→ **WORK REQUIRED**: Look for the line with "Security feed analysis: the operator needs to locate snowy" in the entries below, then extract that line and all lines after it exactly, with pictures left out.

→ **EXTRACTED RECORDS**:
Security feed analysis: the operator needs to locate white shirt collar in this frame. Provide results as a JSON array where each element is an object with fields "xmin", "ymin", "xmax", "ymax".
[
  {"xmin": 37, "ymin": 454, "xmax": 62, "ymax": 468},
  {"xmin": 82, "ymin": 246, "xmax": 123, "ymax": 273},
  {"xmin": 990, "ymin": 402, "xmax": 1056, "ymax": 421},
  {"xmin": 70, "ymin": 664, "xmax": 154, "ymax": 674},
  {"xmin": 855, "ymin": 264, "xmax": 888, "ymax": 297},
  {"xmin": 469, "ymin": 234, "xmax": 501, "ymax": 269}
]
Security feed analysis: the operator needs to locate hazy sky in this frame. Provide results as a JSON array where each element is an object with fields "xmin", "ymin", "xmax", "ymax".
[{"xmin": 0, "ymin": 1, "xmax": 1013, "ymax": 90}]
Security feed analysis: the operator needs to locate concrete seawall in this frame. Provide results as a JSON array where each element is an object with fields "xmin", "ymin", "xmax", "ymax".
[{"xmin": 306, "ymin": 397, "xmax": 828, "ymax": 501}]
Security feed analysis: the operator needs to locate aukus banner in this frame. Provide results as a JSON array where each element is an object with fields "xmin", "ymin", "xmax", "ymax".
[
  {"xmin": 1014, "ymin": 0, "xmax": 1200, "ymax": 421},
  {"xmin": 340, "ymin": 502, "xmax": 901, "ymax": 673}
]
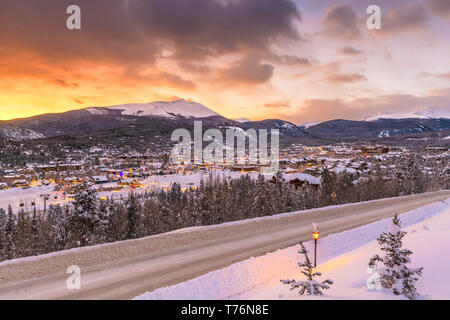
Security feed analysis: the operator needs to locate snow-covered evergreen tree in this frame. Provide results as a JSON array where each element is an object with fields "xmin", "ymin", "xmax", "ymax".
[
  {"xmin": 369, "ymin": 214, "xmax": 423, "ymax": 299},
  {"xmin": 319, "ymin": 169, "xmax": 337, "ymax": 206},
  {"xmin": 30, "ymin": 206, "xmax": 40, "ymax": 255},
  {"xmin": 48, "ymin": 204, "xmax": 67, "ymax": 251},
  {"xmin": 95, "ymin": 198, "xmax": 111, "ymax": 243},
  {"xmin": 281, "ymin": 242, "xmax": 333, "ymax": 295},
  {"xmin": 253, "ymin": 174, "xmax": 273, "ymax": 217},
  {"xmin": 3, "ymin": 205, "xmax": 16, "ymax": 259},
  {"xmin": 69, "ymin": 181, "xmax": 99, "ymax": 246},
  {"xmin": 0, "ymin": 208, "xmax": 6, "ymax": 254},
  {"xmin": 126, "ymin": 192, "xmax": 140, "ymax": 239}
]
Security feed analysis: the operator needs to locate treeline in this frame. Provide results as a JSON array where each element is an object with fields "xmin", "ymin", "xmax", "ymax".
[{"xmin": 0, "ymin": 157, "xmax": 448, "ymax": 262}]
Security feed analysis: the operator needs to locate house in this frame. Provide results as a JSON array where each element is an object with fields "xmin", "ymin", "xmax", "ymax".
[
  {"xmin": 92, "ymin": 176, "xmax": 109, "ymax": 184},
  {"xmin": 12, "ymin": 179, "xmax": 29, "ymax": 188}
]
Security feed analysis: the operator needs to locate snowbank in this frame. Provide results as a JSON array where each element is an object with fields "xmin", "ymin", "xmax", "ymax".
[{"xmin": 135, "ymin": 198, "xmax": 450, "ymax": 300}]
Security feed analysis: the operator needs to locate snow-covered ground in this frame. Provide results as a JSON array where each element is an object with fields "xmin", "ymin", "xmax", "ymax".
[
  {"xmin": 0, "ymin": 170, "xmax": 319, "ymax": 212},
  {"xmin": 136, "ymin": 198, "xmax": 450, "ymax": 300}
]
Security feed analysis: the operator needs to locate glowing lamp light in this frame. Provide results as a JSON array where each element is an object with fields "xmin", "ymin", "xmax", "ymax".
[
  {"xmin": 313, "ymin": 231, "xmax": 320, "ymax": 241},
  {"xmin": 312, "ymin": 222, "xmax": 320, "ymax": 267}
]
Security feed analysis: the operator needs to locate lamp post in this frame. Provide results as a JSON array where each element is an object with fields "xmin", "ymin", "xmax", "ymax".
[
  {"xmin": 330, "ymin": 192, "xmax": 337, "ymax": 205},
  {"xmin": 312, "ymin": 223, "xmax": 320, "ymax": 267},
  {"xmin": 40, "ymin": 194, "xmax": 50, "ymax": 215},
  {"xmin": 31, "ymin": 199, "xmax": 36, "ymax": 213}
]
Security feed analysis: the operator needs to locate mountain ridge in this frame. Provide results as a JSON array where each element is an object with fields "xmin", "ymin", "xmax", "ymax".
[
  {"xmin": 1, "ymin": 101, "xmax": 450, "ymax": 142},
  {"xmin": 365, "ymin": 106, "xmax": 450, "ymax": 122}
]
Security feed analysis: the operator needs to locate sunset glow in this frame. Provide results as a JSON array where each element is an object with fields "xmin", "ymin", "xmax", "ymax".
[{"xmin": 1, "ymin": 0, "xmax": 450, "ymax": 123}]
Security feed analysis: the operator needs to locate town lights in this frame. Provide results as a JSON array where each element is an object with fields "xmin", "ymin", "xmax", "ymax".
[{"xmin": 312, "ymin": 223, "xmax": 320, "ymax": 267}]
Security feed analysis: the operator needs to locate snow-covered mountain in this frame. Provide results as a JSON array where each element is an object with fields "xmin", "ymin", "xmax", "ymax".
[
  {"xmin": 232, "ymin": 118, "xmax": 250, "ymax": 123},
  {"xmin": 298, "ymin": 121, "xmax": 319, "ymax": 129},
  {"xmin": 365, "ymin": 107, "xmax": 450, "ymax": 121},
  {"xmin": 88, "ymin": 99, "xmax": 221, "ymax": 119},
  {"xmin": 0, "ymin": 127, "xmax": 45, "ymax": 141}
]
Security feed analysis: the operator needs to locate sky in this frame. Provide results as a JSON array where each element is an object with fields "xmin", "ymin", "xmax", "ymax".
[{"xmin": 0, "ymin": 0, "xmax": 449, "ymax": 123}]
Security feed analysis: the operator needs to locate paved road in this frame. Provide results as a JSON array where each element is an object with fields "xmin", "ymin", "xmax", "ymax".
[{"xmin": 1, "ymin": 190, "xmax": 449, "ymax": 300}]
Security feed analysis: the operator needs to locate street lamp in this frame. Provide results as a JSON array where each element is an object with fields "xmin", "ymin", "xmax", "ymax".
[
  {"xmin": 40, "ymin": 193, "xmax": 50, "ymax": 215},
  {"xmin": 312, "ymin": 223, "xmax": 320, "ymax": 267}
]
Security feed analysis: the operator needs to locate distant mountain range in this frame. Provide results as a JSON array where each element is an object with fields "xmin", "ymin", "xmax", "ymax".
[
  {"xmin": 304, "ymin": 107, "xmax": 450, "ymax": 140},
  {"xmin": 0, "ymin": 100, "xmax": 306, "ymax": 141},
  {"xmin": 364, "ymin": 107, "xmax": 450, "ymax": 121},
  {"xmin": 0, "ymin": 102, "xmax": 449, "ymax": 142}
]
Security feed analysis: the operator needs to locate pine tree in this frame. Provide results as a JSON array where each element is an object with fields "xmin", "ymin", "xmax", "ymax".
[
  {"xmin": 69, "ymin": 181, "xmax": 99, "ymax": 246},
  {"xmin": 3, "ymin": 205, "xmax": 16, "ymax": 260},
  {"xmin": 49, "ymin": 204, "xmax": 67, "ymax": 251},
  {"xmin": 319, "ymin": 169, "xmax": 337, "ymax": 206},
  {"xmin": 95, "ymin": 198, "xmax": 111, "ymax": 243},
  {"xmin": 0, "ymin": 208, "xmax": 6, "ymax": 258},
  {"xmin": 30, "ymin": 206, "xmax": 40, "ymax": 255},
  {"xmin": 126, "ymin": 192, "xmax": 140, "ymax": 239},
  {"xmin": 407, "ymin": 157, "xmax": 426, "ymax": 194},
  {"xmin": 281, "ymin": 242, "xmax": 333, "ymax": 295},
  {"xmin": 369, "ymin": 214, "xmax": 423, "ymax": 299},
  {"xmin": 253, "ymin": 174, "xmax": 273, "ymax": 217}
]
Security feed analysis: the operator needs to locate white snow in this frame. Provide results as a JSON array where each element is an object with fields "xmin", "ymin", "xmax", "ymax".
[
  {"xmin": 135, "ymin": 198, "xmax": 450, "ymax": 300},
  {"xmin": 84, "ymin": 107, "xmax": 110, "ymax": 115},
  {"xmin": 378, "ymin": 130, "xmax": 390, "ymax": 138},
  {"xmin": 233, "ymin": 118, "xmax": 251, "ymax": 123},
  {"xmin": 281, "ymin": 122, "xmax": 295, "ymax": 129},
  {"xmin": 366, "ymin": 106, "xmax": 450, "ymax": 121},
  {"xmin": 285, "ymin": 173, "xmax": 321, "ymax": 185},
  {"xmin": 299, "ymin": 121, "xmax": 319, "ymax": 128},
  {"xmin": 90, "ymin": 99, "xmax": 220, "ymax": 119},
  {"xmin": 0, "ymin": 170, "xmax": 303, "ymax": 212},
  {"xmin": 0, "ymin": 127, "xmax": 45, "ymax": 140}
]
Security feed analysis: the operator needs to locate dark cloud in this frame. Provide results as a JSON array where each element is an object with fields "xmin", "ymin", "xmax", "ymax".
[
  {"xmin": 339, "ymin": 46, "xmax": 363, "ymax": 56},
  {"xmin": 380, "ymin": 3, "xmax": 428, "ymax": 35},
  {"xmin": 0, "ymin": 0, "xmax": 301, "ymax": 65},
  {"xmin": 426, "ymin": 0, "xmax": 450, "ymax": 19},
  {"xmin": 269, "ymin": 54, "xmax": 310, "ymax": 66},
  {"xmin": 321, "ymin": 5, "xmax": 360, "ymax": 40},
  {"xmin": 178, "ymin": 62, "xmax": 211, "ymax": 74},
  {"xmin": 217, "ymin": 56, "xmax": 274, "ymax": 85}
]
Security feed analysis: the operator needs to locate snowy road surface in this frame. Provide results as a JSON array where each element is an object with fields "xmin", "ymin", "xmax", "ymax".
[
  {"xmin": 136, "ymin": 198, "xmax": 450, "ymax": 300},
  {"xmin": 0, "ymin": 190, "xmax": 449, "ymax": 299}
]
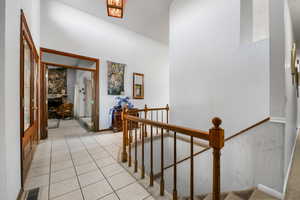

→ **WRITTEN ANSWER**:
Security feed analysis: the operator needs to locate snowy road surface in this frame. Provide results as a JSON array where each element is an object with fields "xmin", "ymin", "xmax", "ymax".
[
  {"xmin": 136, "ymin": 198, "xmax": 450, "ymax": 300},
  {"xmin": 0, "ymin": 190, "xmax": 449, "ymax": 299}
]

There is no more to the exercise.